(Tasks and exercises):
1 > In the passage on heirloom tomatoes, why were the seeds of heirloom varieties preserved?
2 > Pick up the passage on heirloom tomatoes after its final sentence and keep writing it.

(Passage):
****************************************
Tomato Tomtahto
/Let's talk tomatoes! You may have noticed that there are two kinds of tomatoes in the bags this year: a regular firm, round, red, modern hybrid variety, and an heirloom-type that's dark, soft, oddly shaped, and very tasty. Although both are tomatoes just the same, we farmers and food writers somehow always talk about hybrid tomatoes vs heirloom tomatoes, with heirlooms definitely the gold standard in the tomato world. But what exactly is it to be an heirloom tomato?
The "social" definition of an heirloom tomato is one with a story: an open-pollinated variety cultivated year after year by careful seed saving which, because of superior quality, was kept in a family or achieved a measure of local or regional fame. Many heirloom types are from other parts of the world--cherished varieties that can be specifically tied to a group of people and were brought to America by early immigrants. The preservation of these seeds was not due to sentimentality, but because these were time-tested varieties bearing an implicit seal of approval. Heirlooms represent, quite literally, the interwoven fabric of both natural and human history.
But many backyard hobbyists and commercial breeders still create new open-pollinated varieties with standout "heirloom tomato" qualities even today. In fact, this year I'm growing out some seeds I saved from two fruits of unknown cross that turned up in the field a couple years ago. These new "heirloom" tomatoes have none of the lineage or history, but have all of the characteristic exciting stripes, colors, irregular shapes, and strong flavors we associate with other soft, thin-skinned "heirlooms." All these modern tomatoes meet the "aesthetic" definition for "heirloom tomatoes"--and yet, some of the historically kept heirloom varieties from 100 years ago or more were, in fact, plain red tomatoes, entirely uninteresting and which would never pass as heirlooms today on any restaurant menu or farmers market table.
****************************************
(Provided material):

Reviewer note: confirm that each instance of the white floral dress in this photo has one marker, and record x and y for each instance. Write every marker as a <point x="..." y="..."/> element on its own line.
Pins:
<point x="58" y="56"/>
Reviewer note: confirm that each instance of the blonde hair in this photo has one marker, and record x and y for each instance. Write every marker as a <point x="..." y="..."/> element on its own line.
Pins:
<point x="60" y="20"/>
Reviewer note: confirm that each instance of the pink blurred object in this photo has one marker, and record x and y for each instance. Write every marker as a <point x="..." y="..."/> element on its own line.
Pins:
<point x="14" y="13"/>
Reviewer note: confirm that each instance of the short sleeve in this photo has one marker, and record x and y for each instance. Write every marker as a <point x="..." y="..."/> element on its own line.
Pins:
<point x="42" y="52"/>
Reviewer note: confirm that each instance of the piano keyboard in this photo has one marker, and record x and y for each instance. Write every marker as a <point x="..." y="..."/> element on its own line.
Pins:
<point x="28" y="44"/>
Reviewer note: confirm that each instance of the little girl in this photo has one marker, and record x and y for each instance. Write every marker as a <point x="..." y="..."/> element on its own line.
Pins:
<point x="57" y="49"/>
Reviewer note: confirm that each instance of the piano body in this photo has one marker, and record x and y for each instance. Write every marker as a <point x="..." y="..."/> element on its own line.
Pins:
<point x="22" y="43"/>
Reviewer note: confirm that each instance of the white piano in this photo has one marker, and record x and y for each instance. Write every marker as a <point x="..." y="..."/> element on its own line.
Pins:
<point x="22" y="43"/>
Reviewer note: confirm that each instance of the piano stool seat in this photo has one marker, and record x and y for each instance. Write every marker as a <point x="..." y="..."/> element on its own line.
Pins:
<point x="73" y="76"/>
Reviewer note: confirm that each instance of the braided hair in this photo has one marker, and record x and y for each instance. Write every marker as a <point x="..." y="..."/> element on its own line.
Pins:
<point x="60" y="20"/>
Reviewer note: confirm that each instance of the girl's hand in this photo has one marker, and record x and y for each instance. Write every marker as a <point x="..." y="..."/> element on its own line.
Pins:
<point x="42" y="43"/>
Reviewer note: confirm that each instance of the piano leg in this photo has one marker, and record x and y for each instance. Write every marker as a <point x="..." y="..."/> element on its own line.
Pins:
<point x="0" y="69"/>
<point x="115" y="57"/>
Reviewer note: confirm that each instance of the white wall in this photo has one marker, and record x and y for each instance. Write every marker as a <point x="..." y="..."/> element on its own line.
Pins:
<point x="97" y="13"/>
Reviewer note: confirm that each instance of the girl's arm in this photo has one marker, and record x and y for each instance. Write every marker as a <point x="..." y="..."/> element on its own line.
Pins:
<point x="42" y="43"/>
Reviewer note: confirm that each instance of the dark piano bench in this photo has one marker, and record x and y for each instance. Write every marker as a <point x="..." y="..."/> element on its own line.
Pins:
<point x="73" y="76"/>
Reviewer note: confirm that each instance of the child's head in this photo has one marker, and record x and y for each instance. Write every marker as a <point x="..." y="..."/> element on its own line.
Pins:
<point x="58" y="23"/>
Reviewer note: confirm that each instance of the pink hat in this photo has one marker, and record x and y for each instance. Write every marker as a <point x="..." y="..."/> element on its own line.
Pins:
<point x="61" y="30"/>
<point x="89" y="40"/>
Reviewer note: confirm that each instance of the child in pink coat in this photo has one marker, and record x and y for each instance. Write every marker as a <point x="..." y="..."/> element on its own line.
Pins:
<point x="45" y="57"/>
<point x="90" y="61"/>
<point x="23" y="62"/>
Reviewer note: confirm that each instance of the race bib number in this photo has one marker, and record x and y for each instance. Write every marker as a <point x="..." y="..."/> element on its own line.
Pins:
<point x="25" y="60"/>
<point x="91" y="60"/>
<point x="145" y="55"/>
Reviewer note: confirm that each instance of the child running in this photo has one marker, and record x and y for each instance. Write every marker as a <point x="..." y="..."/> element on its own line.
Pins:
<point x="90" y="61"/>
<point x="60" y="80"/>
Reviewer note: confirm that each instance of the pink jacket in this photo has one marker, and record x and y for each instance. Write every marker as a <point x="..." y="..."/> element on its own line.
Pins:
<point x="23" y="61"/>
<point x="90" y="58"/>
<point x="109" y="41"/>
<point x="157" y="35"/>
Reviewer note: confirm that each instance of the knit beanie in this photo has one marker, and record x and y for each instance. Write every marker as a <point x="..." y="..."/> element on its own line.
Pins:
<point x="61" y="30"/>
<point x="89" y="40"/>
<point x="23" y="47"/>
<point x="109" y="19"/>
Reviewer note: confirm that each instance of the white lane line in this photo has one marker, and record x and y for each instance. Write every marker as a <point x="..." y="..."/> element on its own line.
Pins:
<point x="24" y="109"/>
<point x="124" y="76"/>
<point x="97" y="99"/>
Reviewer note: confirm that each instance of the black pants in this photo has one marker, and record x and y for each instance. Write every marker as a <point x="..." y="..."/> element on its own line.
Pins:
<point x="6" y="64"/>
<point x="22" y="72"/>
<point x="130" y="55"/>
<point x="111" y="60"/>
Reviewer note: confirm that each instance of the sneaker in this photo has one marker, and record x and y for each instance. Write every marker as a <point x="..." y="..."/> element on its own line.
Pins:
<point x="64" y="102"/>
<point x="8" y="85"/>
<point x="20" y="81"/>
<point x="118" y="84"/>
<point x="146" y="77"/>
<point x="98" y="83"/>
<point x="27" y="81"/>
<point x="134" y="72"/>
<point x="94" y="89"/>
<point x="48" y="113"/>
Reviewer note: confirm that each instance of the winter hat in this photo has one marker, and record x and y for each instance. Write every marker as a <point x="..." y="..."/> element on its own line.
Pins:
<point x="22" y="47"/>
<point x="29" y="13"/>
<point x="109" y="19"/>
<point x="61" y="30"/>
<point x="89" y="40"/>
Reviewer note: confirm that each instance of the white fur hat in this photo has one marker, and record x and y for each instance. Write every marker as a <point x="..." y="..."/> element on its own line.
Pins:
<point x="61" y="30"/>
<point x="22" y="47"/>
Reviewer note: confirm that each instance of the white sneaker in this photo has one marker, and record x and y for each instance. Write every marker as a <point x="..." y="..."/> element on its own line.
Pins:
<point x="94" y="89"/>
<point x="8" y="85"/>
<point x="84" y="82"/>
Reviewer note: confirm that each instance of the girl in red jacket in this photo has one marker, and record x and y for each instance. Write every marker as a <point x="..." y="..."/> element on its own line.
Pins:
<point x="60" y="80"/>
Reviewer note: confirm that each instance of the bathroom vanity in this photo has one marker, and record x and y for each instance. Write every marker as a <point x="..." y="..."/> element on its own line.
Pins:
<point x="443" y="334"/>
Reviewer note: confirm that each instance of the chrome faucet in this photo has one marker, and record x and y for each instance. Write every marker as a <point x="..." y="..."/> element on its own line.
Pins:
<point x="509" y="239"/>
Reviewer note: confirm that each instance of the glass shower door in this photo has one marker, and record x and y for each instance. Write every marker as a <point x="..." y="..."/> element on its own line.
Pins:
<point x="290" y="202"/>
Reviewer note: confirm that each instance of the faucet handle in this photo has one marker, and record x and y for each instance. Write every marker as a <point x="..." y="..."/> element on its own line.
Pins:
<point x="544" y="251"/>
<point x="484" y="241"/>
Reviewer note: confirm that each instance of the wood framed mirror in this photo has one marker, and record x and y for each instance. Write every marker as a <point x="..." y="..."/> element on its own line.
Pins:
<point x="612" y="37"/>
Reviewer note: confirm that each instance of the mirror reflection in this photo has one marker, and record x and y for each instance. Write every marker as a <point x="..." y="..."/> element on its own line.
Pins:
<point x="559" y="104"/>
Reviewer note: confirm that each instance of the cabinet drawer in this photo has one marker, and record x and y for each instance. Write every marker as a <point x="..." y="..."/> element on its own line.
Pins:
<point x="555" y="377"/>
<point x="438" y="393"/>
****************************************
(Responses to the exercise):
1 > They were time-tested varieties bearing an implicit seal of approval, not kept out of sentimentality.

2 >
Moreover, as much as the dark, soft, tasty tomatoes in your bags meet this definition of "heirloom tomato," they do not, in fact, meet the "scientific" definition--and, surely, science should be the one to settle all this confusion, right? Botanically, an heirloom tomato is simply any open-pollinated variety, as opposed to a hybrid variety of tomato. That is, pollinating the flower with pollen from the same tomato variety makes fruit containing seeds that will reproduce the tomato, true to type. Growers can save seed from their crop and sow again in following years. A hybrid variety, however, is grown from seeds produced by mating two open-pollinated varieties together.
And truth be told, the "heirloom" tomatoes in your bags today are in fact hybrid tomatoes produced by crossing two different heirloom tomatoes together. Scientifically, the heirloom tomatoes in your bags are just plain-ol' hybrids...but seeing them as heirlooms may offer a more useful understanding of culinary reality.
Some tomatoes are easily categorized, such as a hard red shipping hybrid from the grocery store or Radiator Charlie's storied heirloom Mortgage Lifter, but the more ambiguous the tomato, the more it pushes the boundaries of its label, the less these seemingly-intrinsic scientific categories help us understand the world.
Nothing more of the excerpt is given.